# [Records for this task]

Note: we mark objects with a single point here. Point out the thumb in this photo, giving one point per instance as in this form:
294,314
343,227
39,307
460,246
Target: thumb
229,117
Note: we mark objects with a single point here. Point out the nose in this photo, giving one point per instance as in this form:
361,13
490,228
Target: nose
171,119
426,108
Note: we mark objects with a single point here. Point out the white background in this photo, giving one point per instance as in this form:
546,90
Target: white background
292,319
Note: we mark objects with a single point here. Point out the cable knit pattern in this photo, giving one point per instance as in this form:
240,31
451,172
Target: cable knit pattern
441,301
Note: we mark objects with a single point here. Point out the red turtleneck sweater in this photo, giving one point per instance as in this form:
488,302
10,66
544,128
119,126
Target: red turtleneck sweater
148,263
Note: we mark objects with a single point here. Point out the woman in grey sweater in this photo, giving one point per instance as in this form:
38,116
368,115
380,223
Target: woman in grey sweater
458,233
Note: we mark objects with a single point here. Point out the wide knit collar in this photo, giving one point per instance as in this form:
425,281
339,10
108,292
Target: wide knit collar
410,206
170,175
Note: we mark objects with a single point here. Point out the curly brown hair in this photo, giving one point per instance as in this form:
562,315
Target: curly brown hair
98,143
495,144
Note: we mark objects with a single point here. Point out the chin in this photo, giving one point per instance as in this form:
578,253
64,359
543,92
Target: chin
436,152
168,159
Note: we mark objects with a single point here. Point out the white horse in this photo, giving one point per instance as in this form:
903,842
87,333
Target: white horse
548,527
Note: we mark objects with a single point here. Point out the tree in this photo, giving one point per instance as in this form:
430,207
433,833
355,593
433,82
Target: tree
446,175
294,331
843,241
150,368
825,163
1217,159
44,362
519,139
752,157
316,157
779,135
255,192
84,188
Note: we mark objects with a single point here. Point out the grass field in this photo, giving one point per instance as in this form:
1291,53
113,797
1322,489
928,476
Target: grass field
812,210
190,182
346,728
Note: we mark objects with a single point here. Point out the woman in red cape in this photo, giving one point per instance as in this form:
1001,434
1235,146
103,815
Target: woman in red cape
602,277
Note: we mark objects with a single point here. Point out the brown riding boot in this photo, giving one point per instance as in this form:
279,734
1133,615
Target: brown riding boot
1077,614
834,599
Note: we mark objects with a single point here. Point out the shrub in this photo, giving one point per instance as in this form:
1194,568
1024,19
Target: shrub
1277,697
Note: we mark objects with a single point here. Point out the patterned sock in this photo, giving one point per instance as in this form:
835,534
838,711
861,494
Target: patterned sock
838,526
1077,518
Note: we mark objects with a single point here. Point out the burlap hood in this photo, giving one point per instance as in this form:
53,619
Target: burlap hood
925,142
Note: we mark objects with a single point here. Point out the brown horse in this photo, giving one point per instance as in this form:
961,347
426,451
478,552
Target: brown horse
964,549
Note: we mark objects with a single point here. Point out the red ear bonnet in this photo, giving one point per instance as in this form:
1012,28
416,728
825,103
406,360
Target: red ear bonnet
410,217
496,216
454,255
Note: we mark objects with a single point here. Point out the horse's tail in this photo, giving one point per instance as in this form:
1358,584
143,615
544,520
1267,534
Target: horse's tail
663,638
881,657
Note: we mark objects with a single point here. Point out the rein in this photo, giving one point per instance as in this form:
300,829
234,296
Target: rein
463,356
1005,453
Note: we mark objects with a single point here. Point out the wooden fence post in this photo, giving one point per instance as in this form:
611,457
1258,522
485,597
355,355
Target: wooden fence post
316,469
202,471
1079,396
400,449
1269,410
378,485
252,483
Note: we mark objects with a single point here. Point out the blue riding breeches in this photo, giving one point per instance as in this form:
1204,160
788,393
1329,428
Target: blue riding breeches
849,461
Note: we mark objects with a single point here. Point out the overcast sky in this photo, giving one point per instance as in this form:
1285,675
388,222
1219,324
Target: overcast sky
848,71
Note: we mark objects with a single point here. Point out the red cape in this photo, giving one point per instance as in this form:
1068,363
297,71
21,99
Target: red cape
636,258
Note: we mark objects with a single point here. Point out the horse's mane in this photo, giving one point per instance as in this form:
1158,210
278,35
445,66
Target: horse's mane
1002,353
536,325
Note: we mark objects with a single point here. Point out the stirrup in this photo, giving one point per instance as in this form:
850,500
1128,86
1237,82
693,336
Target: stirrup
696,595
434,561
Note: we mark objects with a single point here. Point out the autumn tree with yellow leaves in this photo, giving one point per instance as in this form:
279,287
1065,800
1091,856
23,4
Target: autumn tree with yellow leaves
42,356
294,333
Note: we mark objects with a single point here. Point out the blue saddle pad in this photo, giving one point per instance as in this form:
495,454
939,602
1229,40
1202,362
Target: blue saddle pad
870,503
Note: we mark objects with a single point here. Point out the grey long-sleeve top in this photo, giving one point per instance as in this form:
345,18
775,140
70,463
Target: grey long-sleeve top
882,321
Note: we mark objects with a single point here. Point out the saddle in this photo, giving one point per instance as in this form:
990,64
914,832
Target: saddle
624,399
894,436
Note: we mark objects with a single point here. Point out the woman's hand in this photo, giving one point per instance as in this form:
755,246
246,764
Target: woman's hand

# [Exercise aim]
Transcribe the records. Keep every word exactly as it stands.

# [Written solution]
Note: we mark objects with a single point here. Point out the thumb in this photo, giving one point per instance as in this form:
294,314
343,227
39,307
460,246
Target: thumb
229,117
Note: we mark objects with a single point here. Point out the nose in this photo, giving one point per instance as in this form:
361,13
490,228
Target: nose
171,119
426,108
Note: we mark objects with a single point here. Point out the white background in this photo, giving one point per instance as in this form:
546,90
Target: white background
292,319
Note: we mark objects with a single point here. Point out the cable knit pattern in this photo, giving one point per instance as in this form:
240,31
451,172
Target: cable knit pattern
441,301
Note: we mark objects with a single point here. Point out the red turtleneck sweater in this photo, giving one point per instance as in this form:
488,302
10,66
544,128
119,126
Target: red turtleneck sweater
148,263
Note: we mark objects with a single point here. Point out the woman in grey sweater in this photo, giving one point per instance as in this form:
38,116
368,115
380,223
Target: woman in grey sweater
458,233
Note: we mark objects with a single point here. Point out the wide knit collar in this photo, giving one point per instance as in this form:
425,281
339,10
108,292
Target: wide knit collar
410,206
170,175
Note: we mark objects with a single point here. Point out the curly brown hair in this photo, giving one point per instance as in this form:
562,315
Target: curly brown hair
98,143
495,144
Note: we mark objects with a single point here. Point out the chin in this photo, giving one point per instance as in this form:
578,253
64,359
543,92
Target: chin
436,152
168,159
Note: we mark objects with a single point here. Point out the white horse in this photo, giving one point per instance as in this form:
903,842
87,333
Target: white horse
548,527
Note: we mark objects with a single point here. Point out the tree in this photo, giving one point per instance as in this form:
430,207
433,833
355,593
433,82
Target: tree
446,175
294,331
843,241
150,368
825,163
1217,159
44,362
519,139
752,157
316,157
779,135
255,192
84,188
Note: we mark objects with a single point here. Point out the grass field in this photo, giving one point per instance as in this form:
1291,53
113,797
1322,489
928,476
Target: grass field
812,210
190,182
346,728
Note: we mark objects with a single point here. Point out the woman in red cape in this photo, giving one point per instance as in this form:
1001,434
1235,146
103,815
Target: woman in red cape
602,277
Note: we mark objects with a single point here. Point out the brown riding boot in this photo, giving one point per instance as in this form:
279,734
1133,615
Target: brown riding boot
1077,614
834,599
Note: we mark objects with a single point here. Point out the shrub in this photo, giving one point per instance as in this form:
1194,568
1024,19
Target: shrub
1277,697
Note: we mark objects with a single point here. Point out the patterned sock in this photo, giving one point per instance as in this form:
835,534
838,711
861,494
Target: patterned sock
838,526
1077,518
Note: we mark objects with a single point here. Point out the burlap hood in this photo, giving one point per instance as in this form:
53,619
Target: burlap hood
925,142
Note: we mark objects with a single point here. Point out the brown horse in this photo, giving one point per instance as in this form:
961,347
426,451
478,552
Target: brown horse
964,549
Note: we mark objects with a single point here. Point out the red ear bonnet in this photo, giving one point per instance as in this form:
1012,28
416,728
825,103
406,360
Target: red ear bonnet
410,217
496,216
454,255
Note: we mark objects with a single point here. Point out the horse's tail in this photo, giving one point per instance as in this form:
1358,584
143,615
544,520
1267,534
Target: horse's tail
663,638
881,657
Note: we mark objects with a single point here. Point out the rein in this photo, giving one point per instance as in this form:
300,829
234,296
Target: rein
463,356
1005,453
Note: we mark objects with a single point here. Point out the wooden fence post in this photo, giving one point per instance as in this form:
611,457
1258,522
485,597
355,355
Target: wooden fence post
316,469
202,471
1079,396
400,449
1269,410
378,485
252,483
Note: we mark objects with a single point here. Point out the blue riding breeches in this photo, giving one point per instance as in this form:
1204,160
788,393
1329,428
Target: blue riding breeches
849,461
Note: we mark objects with a single point here. Point out the overcast sky in this photo, giving one point per instance as in this form:
1285,675
388,222
1219,324
Target: overcast sky
848,71
Note: we mark objects with a single point here. Point out the red cape in this photo, giving one point per instance as in this form:
1068,363
297,71
21,99
Target: red cape
636,258
Note: we mark objects with a single point here. Point out the horse's mane in this photo, giving one point per instance as in this form:
1158,210
278,35
445,66
Target: horse's mane
1002,353
536,325
Note: we mark objects with a single point here. Point out the stirrup in this photo, giving one point per instance as in this form:
850,500
1128,86
1237,82
693,336
Target: stirrup
696,595
434,561
Note: we mark objects with a single point here. Point out the autumn tree with yellow leaves in this photo, giving one point per instance as in this form:
279,287
1065,800
1091,856
23,4
Target: autumn tree with yellow leaves
42,356
294,333
Note: we mark objects with a single point here. Point out the blue saddle pad in this photo, giving one point per instance as in this form:
495,454
939,602
1229,40
1202,362
Target: blue saddle pad
870,503
Note: we mark objects with a single point here. Point out the grey long-sleeve top in this photo, giving one point per instance as in this form:
345,18
775,140
70,463
Target: grey long-sleeve top
882,321
Note: we mark objects with a single point here. Point out the saddle in this photo, giving one point per instance as in this form:
990,64
914,832
Target: saddle
624,399
894,436
Note: we mark objects with a single point here. Point out the woman's hand in this photo, giving one point per instance as in this form:
755,246
246,764
Target: woman's hand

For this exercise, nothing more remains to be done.